◆ Objective ◆
Please return, unchanged and word for word, every line from the one containing "the fox paw" down to the one containing "pixel 714 624", with both of those lines included.

◆ Exercise materials ◆
********
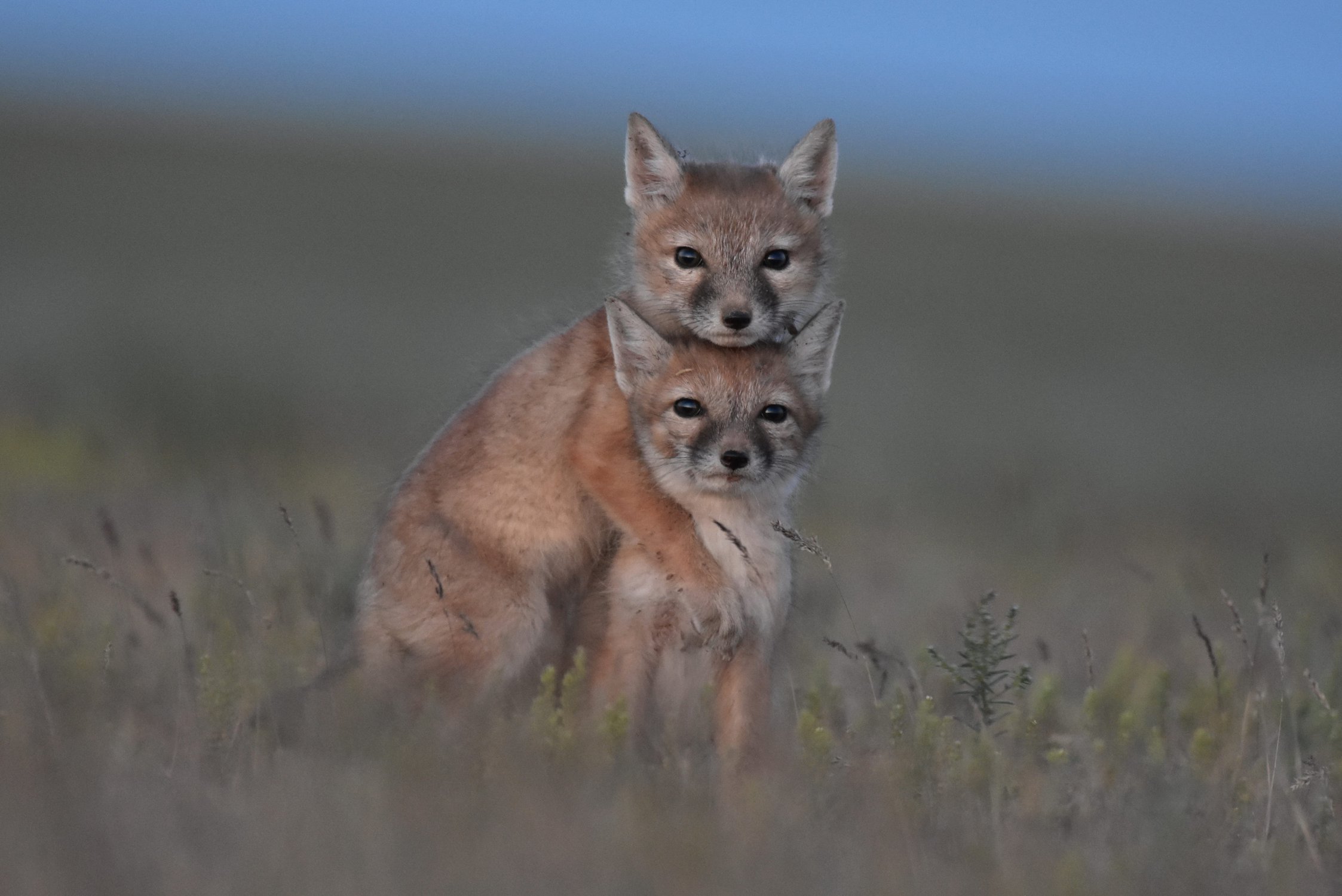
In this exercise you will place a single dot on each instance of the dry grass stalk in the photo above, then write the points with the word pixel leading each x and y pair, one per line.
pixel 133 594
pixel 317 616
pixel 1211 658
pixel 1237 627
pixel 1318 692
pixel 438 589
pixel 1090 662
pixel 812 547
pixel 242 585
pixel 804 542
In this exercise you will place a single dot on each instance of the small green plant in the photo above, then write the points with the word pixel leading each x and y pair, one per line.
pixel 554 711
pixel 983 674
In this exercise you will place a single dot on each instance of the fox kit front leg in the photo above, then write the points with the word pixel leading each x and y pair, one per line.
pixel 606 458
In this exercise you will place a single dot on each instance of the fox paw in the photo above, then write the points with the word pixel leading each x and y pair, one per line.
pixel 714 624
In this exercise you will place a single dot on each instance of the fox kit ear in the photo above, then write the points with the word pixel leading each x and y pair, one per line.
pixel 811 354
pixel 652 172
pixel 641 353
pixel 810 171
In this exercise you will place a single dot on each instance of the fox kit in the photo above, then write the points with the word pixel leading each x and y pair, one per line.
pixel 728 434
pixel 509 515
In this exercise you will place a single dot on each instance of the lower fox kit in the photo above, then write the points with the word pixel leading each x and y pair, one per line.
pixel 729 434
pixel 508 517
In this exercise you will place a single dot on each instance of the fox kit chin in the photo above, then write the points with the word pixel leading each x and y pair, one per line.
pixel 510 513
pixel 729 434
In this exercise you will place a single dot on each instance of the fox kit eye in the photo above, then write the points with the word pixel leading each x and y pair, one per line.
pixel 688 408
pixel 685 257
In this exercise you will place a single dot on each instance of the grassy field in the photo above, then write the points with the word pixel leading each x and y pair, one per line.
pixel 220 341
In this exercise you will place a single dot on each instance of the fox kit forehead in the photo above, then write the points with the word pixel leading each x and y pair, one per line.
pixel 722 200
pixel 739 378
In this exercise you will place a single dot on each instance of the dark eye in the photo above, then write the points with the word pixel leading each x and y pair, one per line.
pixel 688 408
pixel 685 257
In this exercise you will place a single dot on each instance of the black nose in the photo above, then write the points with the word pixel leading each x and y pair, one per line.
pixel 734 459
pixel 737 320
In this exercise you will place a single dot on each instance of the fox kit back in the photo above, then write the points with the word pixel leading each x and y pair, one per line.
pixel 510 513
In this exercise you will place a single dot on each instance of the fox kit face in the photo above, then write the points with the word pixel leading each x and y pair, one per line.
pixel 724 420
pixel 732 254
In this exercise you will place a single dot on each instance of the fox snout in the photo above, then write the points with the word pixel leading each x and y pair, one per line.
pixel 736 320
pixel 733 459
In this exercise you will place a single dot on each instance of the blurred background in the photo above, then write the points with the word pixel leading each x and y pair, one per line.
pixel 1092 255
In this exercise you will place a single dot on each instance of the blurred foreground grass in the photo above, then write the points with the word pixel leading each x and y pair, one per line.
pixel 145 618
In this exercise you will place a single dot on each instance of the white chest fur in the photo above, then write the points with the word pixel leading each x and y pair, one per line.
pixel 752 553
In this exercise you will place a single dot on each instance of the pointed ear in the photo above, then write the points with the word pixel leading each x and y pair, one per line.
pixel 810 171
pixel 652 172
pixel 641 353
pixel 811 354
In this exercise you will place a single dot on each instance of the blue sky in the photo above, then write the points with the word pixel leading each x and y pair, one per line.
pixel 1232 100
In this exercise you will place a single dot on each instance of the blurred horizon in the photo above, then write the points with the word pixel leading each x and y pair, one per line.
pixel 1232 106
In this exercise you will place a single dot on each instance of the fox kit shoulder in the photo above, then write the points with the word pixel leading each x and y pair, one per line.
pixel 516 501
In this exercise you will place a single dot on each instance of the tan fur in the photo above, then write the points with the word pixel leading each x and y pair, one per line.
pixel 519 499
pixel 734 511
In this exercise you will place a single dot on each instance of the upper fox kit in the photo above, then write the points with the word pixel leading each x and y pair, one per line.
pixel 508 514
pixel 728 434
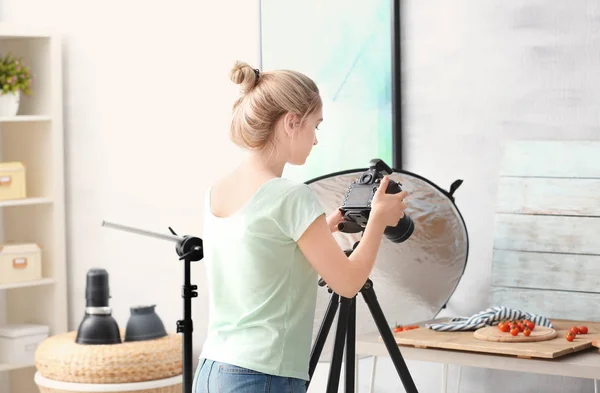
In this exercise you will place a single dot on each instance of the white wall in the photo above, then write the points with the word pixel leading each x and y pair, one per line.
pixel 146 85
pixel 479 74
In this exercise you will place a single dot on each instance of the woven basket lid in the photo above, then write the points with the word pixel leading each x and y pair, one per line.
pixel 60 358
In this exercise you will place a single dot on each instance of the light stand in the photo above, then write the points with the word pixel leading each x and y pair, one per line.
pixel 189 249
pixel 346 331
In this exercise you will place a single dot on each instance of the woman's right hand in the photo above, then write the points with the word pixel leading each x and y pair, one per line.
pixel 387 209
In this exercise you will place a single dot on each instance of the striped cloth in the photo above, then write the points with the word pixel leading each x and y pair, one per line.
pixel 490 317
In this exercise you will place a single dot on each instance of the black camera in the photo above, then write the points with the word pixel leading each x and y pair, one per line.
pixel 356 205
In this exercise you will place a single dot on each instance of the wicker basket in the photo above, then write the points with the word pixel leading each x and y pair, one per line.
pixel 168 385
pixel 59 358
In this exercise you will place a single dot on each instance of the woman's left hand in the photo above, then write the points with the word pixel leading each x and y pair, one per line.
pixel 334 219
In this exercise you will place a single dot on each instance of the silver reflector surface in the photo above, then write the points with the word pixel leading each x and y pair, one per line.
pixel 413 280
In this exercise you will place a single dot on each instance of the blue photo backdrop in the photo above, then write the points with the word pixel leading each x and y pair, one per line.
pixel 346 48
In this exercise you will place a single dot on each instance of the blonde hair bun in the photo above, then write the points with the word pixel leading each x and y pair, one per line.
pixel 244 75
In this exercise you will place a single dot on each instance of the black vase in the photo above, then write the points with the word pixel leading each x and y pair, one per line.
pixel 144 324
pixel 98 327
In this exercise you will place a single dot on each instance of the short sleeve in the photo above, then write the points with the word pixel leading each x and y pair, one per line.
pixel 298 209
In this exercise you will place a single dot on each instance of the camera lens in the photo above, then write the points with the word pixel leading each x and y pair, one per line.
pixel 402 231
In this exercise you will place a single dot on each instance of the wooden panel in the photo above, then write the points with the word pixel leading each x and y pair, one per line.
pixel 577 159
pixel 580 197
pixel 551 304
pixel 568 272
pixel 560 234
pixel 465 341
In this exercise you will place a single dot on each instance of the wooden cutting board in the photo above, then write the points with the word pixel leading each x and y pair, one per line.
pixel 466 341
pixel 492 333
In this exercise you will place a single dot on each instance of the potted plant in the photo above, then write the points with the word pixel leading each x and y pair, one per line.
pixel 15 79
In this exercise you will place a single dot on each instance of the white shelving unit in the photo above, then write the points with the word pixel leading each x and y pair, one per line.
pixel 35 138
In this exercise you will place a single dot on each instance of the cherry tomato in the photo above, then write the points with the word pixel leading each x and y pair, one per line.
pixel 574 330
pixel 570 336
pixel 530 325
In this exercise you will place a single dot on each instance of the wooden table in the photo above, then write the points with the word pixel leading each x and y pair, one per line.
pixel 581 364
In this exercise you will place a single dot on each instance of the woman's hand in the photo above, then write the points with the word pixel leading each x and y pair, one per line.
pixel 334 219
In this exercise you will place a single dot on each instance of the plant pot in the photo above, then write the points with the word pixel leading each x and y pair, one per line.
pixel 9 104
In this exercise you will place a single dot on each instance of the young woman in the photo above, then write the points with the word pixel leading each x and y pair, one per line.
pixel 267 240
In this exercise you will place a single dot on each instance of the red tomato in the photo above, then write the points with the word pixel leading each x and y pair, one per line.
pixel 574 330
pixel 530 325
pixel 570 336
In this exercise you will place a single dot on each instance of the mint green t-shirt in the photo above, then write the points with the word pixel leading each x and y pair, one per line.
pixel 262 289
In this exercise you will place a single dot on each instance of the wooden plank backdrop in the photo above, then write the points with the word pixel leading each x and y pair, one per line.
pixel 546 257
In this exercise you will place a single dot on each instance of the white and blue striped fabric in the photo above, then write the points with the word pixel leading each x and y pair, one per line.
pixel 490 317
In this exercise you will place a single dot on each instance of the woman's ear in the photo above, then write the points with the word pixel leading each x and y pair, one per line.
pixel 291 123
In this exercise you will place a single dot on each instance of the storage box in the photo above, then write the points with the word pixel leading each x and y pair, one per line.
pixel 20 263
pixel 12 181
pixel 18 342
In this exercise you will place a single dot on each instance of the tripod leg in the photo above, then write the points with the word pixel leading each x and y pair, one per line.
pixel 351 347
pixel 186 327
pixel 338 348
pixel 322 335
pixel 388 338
********
◆ Exercise result ◆
In this exercise you will place a single dot on each instance of the fox paw in the photo above, then write the points with the word pixel leading each x and y pair, one per line.
pixel 714 624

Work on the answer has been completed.